▸ **ITENS LISTADOS**
☆ ☆ ☆

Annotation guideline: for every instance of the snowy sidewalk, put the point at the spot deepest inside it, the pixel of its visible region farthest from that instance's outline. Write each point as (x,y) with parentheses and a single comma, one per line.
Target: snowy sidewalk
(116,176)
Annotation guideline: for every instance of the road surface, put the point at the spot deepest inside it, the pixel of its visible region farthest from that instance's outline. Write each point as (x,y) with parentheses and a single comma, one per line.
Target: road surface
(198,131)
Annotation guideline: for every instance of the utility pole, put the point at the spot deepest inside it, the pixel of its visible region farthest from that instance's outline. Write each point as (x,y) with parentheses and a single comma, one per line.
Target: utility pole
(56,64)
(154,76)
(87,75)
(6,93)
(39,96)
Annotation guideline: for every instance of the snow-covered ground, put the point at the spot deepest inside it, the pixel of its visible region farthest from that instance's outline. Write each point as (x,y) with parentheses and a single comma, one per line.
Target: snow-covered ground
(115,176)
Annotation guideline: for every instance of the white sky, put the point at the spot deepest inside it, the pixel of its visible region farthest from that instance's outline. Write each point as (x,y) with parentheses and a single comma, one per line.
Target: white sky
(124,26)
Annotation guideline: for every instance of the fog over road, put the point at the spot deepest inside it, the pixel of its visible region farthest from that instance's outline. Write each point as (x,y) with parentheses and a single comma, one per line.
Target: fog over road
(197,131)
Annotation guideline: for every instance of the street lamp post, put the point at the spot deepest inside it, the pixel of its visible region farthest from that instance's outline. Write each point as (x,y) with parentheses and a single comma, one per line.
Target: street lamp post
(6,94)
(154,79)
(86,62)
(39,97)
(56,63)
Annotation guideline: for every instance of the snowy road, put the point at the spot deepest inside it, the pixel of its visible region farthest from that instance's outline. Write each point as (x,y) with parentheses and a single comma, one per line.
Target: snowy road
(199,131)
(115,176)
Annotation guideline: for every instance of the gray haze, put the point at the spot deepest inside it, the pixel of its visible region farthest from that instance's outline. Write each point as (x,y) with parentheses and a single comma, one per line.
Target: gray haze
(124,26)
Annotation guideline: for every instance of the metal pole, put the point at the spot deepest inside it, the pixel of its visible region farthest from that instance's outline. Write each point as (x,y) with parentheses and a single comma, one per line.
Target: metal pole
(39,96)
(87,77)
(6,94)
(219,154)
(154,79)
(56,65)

☆ ☆ ☆

▸ **EXERCÍCIO PROPOSTO**
Reproduza sem nenhuma alteração as linhas dos itens acima, começando na linha que contém "Annotation guideline: for every instance of the gray" e parando depois da linha que contém "Target: gray haze".

▸ **RESULTADO DO EXERCÍCIO**
Annotation guideline: for every instance of the gray haze, put the point at the spot deepest inside it, the pixel of its visible region farthest from that instance's outline. Write each point as (x,y) with parentheses and a single comma, one per line.
Target: gray haze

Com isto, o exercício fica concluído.